Stored data entries:

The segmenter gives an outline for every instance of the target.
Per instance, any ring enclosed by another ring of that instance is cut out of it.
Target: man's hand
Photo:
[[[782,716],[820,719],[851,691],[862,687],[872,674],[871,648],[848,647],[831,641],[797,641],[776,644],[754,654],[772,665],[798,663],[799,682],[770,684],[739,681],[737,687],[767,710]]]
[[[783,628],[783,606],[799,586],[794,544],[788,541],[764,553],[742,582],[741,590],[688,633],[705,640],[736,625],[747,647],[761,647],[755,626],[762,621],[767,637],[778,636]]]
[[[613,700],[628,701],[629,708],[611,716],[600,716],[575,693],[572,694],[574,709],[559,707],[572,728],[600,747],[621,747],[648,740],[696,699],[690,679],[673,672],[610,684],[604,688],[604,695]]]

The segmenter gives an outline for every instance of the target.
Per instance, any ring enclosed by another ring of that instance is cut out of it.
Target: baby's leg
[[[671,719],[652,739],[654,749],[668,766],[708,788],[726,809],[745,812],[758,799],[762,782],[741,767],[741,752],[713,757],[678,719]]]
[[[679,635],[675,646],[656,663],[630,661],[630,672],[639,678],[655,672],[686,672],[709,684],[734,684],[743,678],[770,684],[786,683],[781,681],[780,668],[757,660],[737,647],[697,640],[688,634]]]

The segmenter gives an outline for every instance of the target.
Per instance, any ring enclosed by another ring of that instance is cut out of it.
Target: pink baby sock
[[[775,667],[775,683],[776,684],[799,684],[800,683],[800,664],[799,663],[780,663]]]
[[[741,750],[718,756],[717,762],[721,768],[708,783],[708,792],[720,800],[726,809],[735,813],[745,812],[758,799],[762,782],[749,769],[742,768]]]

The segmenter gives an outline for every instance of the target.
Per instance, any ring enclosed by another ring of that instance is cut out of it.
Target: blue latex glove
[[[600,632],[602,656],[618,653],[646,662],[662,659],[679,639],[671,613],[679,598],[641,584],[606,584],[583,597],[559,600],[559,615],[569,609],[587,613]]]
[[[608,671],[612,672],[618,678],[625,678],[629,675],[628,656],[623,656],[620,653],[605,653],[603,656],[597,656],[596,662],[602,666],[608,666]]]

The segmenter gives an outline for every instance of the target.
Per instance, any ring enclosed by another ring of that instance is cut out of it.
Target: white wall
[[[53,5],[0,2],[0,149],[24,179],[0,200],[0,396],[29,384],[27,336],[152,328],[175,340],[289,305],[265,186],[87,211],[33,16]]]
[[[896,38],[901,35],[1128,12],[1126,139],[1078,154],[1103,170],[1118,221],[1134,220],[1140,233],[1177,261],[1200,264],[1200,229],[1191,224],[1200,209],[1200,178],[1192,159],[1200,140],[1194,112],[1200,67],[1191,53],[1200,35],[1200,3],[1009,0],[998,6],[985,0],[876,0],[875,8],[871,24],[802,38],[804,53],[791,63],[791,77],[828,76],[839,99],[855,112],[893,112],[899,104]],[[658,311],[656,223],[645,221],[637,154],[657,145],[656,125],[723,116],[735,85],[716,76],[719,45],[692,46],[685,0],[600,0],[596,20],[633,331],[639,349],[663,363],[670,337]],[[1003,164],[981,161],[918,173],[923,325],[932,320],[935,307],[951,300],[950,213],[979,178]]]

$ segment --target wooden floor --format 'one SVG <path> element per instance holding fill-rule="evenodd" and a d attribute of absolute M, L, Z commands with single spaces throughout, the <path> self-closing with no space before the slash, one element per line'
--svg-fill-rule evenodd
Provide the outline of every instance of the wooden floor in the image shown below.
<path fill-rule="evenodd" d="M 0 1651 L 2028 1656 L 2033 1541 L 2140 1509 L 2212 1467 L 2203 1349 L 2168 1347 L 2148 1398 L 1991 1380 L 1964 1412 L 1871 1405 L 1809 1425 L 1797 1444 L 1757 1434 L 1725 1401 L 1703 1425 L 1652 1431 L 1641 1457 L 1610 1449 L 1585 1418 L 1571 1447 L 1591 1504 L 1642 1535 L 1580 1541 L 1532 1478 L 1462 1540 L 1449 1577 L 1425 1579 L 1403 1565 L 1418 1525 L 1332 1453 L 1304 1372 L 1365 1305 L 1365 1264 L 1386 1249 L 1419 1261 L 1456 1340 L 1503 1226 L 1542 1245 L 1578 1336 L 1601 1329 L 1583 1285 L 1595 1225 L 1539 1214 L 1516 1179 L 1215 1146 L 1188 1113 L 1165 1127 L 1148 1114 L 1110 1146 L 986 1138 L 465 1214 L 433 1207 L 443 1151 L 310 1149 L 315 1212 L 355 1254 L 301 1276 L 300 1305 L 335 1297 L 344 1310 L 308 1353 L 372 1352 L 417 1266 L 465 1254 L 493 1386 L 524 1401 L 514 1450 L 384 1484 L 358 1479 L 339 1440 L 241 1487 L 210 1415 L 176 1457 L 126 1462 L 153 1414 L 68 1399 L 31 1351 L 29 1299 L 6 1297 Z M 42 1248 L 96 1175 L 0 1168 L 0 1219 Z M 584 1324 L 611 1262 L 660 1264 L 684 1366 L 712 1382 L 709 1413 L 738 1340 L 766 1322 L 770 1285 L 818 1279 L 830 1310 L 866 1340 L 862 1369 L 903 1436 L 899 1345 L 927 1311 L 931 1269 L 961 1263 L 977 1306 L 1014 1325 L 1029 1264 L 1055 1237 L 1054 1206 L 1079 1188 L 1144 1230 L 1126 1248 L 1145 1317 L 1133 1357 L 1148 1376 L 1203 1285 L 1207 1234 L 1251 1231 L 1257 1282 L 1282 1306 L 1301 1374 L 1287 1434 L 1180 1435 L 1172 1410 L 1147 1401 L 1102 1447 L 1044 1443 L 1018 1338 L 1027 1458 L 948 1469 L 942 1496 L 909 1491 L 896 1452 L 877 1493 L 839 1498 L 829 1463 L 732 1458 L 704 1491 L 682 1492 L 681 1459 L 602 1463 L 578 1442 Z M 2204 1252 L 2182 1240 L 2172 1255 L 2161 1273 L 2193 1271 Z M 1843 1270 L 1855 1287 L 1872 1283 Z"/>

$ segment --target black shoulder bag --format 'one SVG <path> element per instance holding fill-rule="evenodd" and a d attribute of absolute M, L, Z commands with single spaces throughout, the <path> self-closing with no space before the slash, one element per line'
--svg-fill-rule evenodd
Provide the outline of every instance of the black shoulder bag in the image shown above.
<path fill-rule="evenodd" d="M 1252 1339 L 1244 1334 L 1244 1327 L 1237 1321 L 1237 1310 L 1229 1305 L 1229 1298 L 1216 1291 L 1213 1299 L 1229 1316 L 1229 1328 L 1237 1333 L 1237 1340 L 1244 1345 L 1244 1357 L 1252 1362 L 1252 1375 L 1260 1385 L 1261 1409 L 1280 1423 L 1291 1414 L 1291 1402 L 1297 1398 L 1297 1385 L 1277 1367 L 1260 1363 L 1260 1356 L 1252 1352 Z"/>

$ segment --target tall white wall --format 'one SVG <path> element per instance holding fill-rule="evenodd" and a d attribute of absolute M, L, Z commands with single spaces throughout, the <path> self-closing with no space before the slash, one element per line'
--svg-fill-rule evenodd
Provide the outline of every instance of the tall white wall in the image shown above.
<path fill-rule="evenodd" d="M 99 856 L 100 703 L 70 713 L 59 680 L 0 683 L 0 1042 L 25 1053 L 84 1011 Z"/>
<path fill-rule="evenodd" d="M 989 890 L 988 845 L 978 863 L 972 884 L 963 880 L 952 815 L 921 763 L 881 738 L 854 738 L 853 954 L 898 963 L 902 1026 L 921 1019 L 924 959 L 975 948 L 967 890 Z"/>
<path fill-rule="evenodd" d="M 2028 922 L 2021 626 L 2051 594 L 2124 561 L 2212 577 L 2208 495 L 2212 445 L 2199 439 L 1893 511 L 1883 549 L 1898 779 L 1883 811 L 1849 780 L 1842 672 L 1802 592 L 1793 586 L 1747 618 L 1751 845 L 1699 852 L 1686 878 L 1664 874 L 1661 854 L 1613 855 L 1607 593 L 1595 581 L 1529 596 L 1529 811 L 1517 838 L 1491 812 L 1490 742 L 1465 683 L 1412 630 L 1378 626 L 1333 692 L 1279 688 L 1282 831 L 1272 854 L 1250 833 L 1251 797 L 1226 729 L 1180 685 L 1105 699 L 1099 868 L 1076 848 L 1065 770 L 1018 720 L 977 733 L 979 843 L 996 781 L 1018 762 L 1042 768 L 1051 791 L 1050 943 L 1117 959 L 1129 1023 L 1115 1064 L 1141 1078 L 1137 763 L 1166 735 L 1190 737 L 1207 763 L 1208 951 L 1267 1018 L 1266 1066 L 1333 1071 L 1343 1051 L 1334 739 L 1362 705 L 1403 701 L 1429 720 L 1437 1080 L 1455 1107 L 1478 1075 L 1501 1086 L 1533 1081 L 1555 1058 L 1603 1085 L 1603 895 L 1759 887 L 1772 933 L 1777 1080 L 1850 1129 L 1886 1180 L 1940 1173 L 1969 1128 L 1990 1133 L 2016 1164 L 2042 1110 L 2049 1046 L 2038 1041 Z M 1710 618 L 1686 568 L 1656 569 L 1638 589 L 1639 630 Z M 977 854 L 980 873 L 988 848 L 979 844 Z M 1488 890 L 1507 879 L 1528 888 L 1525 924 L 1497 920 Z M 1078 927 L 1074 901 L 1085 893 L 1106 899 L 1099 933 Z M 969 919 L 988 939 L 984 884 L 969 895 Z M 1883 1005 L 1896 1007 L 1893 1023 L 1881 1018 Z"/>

▶ [Exercise directions] The first line of the entries above and every line after it, up to and including the line with "Target: man's hand", should be set down exactly.

▶ [Solution to this exercise]
The segmenter gives an outline for every instance of the target.
Per instance, any ring enclosed by another ring of that instance is cut out of it.
Target: man's hand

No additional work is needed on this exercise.